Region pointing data
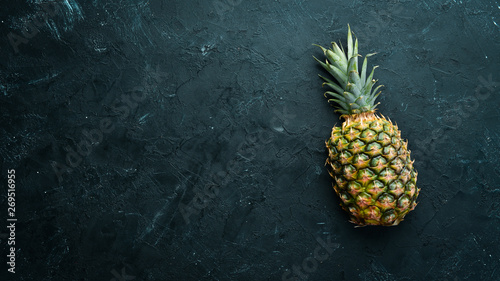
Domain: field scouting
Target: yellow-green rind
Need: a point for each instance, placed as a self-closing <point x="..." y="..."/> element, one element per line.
<point x="374" y="174"/>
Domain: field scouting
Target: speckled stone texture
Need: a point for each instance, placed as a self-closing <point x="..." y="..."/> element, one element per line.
<point x="184" y="140"/>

Problem statement →
Give back every entry verbatim. No pictures belong in the copy.

Your solution →
Domain: field scouting
Target: yellow-green rind
Need: a point for each instance, placed as a self-closing <point x="..." y="..."/> element, one element per line.
<point x="374" y="174"/>
Domain: field scouting
Target: speckled stone texture
Need: a point for each instance, placed as a self-closing <point x="..." y="..."/> element, one element per line.
<point x="184" y="140"/>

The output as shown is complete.